PROBLEM DETAILS: Copy out the lines below word for word, keeping every character unchanged.

DATASET CONTENT:

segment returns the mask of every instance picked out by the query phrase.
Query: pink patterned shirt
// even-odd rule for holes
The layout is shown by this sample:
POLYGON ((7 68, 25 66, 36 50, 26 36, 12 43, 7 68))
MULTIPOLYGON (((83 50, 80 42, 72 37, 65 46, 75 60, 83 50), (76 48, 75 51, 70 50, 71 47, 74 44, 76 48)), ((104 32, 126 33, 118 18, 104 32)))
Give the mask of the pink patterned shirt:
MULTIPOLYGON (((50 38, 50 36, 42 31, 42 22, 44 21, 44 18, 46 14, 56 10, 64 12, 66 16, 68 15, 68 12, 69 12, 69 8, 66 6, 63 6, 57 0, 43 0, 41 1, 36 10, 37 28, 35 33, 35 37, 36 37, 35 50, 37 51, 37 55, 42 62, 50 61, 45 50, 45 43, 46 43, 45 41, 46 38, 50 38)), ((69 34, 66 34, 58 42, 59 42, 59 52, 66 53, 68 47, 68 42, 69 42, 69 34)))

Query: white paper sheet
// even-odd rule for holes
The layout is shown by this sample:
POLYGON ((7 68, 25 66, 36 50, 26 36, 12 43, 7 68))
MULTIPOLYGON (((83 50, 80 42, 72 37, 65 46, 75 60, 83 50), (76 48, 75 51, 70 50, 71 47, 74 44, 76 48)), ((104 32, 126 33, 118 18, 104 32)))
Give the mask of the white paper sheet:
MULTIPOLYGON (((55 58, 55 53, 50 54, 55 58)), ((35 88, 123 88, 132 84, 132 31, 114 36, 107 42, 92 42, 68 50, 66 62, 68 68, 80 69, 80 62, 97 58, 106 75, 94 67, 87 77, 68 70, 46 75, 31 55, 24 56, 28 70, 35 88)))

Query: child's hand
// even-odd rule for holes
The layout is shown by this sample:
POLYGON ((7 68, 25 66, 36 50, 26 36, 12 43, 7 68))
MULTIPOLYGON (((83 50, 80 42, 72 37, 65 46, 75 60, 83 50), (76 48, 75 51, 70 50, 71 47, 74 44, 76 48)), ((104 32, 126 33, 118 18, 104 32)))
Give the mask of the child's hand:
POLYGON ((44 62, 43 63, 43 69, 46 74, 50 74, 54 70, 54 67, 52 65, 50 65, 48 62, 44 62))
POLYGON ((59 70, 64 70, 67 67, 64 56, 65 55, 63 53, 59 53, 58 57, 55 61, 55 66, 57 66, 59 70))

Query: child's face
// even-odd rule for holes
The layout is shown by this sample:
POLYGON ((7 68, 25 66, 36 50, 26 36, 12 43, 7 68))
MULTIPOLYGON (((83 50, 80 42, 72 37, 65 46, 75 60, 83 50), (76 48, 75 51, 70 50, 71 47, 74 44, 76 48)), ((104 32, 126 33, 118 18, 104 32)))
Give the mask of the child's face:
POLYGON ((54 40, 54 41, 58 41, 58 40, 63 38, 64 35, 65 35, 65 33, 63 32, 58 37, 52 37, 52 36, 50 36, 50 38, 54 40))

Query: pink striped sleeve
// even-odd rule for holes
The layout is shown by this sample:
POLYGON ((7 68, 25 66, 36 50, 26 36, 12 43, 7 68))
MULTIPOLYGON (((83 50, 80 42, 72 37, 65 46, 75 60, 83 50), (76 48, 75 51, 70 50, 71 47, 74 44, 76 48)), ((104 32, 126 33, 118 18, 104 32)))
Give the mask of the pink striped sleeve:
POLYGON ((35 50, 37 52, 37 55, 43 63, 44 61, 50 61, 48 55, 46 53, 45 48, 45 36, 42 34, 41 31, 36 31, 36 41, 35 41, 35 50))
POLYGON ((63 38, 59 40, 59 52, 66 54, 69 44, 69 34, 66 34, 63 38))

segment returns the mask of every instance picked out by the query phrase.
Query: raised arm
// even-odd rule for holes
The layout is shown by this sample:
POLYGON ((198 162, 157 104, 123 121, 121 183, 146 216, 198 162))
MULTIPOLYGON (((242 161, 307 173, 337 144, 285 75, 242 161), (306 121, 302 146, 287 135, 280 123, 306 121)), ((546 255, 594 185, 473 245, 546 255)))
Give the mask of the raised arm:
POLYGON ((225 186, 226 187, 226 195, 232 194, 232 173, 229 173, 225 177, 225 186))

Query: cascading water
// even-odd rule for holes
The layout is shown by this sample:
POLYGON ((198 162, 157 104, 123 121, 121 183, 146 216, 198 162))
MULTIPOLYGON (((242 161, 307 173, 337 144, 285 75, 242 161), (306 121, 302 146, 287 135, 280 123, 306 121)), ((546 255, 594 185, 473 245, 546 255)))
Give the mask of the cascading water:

SOLUTION TO THIS PROBLEM:
segment returns the mask of every instance picked out by the query phrase.
Query: pink patterned shirt
// even-odd rule for holes
The layout is shown by this sample:
POLYGON ((7 68, 25 66, 36 50, 26 36, 12 43, 7 68))
MULTIPOLYGON (((83 50, 80 42, 72 37, 65 46, 75 60, 83 50), (76 48, 75 51, 70 50, 71 47, 74 44, 76 48)), ((104 32, 126 33, 118 18, 104 32)))
Give the mask of the pink patterned shirt:
MULTIPOLYGON (((50 38, 50 36, 42 31, 42 22, 44 21, 44 18, 46 14, 56 10, 64 12, 66 16, 68 15, 68 12, 69 12, 69 8, 66 6, 63 6, 57 0, 43 0, 41 1, 36 10, 37 28, 35 33, 35 37, 36 37, 35 50, 37 51, 37 55, 42 62, 50 61, 45 50, 45 43, 46 43, 45 41, 46 38, 50 38)), ((69 34, 66 34, 58 42, 59 42, 59 52, 66 53, 68 47, 68 42, 69 42, 69 34)))

Query: white paper sheet
// even-odd rule for holes
The layout is shown by this sample:
POLYGON ((7 68, 25 66, 36 50, 26 36, 12 43, 7 68))
MULTIPOLYGON (((83 50, 80 42, 72 37, 65 46, 75 60, 83 50), (76 48, 75 51, 70 50, 71 47, 74 44, 76 48)), ((104 32, 126 33, 118 18, 104 32)))
Give the mask of the white paper sheet:
MULTIPOLYGON (((55 58, 55 53, 50 54, 55 58)), ((35 88, 123 88, 132 84, 132 31, 114 36, 107 42, 92 42, 68 50, 66 62, 68 68, 80 69, 80 62, 97 58, 106 75, 94 67, 87 77, 68 70, 46 75, 31 55, 24 56, 28 70, 35 88)))

Query: child's hand
// even-odd rule for holes
The layout is shown by this sample:
POLYGON ((7 68, 25 66, 36 50, 26 36, 12 43, 7 68))
MULTIPOLYGON (((83 50, 80 42, 72 37, 65 46, 75 60, 83 50), (76 48, 75 51, 70 50, 71 47, 74 44, 76 48)), ((104 32, 126 33, 118 18, 104 32)))
Give the mask of the child's hand:
POLYGON ((44 62, 43 63, 43 69, 46 74, 50 74, 54 70, 54 67, 52 65, 50 65, 48 62, 44 62))
POLYGON ((59 70, 64 70, 67 67, 64 56, 65 55, 63 53, 59 53, 58 57, 55 61, 55 66, 57 66, 59 70))

Query: child's face
// even-odd rule for holes
The layout is shown by this sample:
POLYGON ((7 68, 25 66, 36 50, 26 36, 12 43, 7 68))
MULTIPOLYGON (((83 50, 80 42, 72 37, 65 46, 75 60, 83 50), (76 48, 75 51, 70 50, 71 47, 74 44, 76 48)), ((104 32, 126 33, 118 18, 104 32)))
Give the mask of the child's face:
POLYGON ((54 40, 54 41, 58 41, 58 40, 63 38, 64 35, 65 35, 65 33, 63 32, 58 37, 52 37, 52 36, 50 36, 50 38, 54 40))

Query: pink striped sleeve
// even-odd rule for holes
The layout is shown by this sample:
POLYGON ((7 68, 25 66, 36 50, 26 36, 12 43, 7 68))
MULTIPOLYGON (((83 50, 80 42, 72 37, 65 46, 75 60, 83 50), (76 48, 75 51, 70 50, 71 47, 74 44, 76 48)), ((104 32, 126 33, 118 18, 104 32)))
Give the mask of the pink striped sleeve:
POLYGON ((35 50, 37 52, 37 55, 43 63, 44 61, 50 61, 48 55, 46 53, 45 48, 45 36, 42 34, 41 31, 36 31, 36 41, 35 41, 35 50))
POLYGON ((63 38, 59 40, 59 52, 66 54, 69 44, 69 34, 66 34, 63 38))

segment returns the mask of every instance picked out by the query phrase.
Query: raised arm
// even-odd rule for holes
The layout is shown by this sample:
POLYGON ((198 162, 157 104, 123 121, 121 183, 146 216, 198 162))
MULTIPOLYGON (((242 161, 307 173, 337 144, 285 75, 242 161), (306 121, 302 146, 287 135, 280 123, 306 121)), ((546 255, 594 185, 473 245, 546 255)))
Give the mask of the raised arm:
POLYGON ((225 186, 226 187, 226 195, 232 194, 232 173, 229 173, 225 177, 225 186))

Query: cascading water
// even-odd rule for holes
The layout is shown by this sample:
POLYGON ((198 162, 157 104, 123 121, 121 183, 146 216, 198 162))
MULTIPOLYGON (((242 161, 307 173, 337 144, 285 75, 242 161), (306 121, 302 146, 287 135, 280 123, 306 121)), ((546 255, 594 185, 473 245, 546 255)))
Give the mask of the cascading water:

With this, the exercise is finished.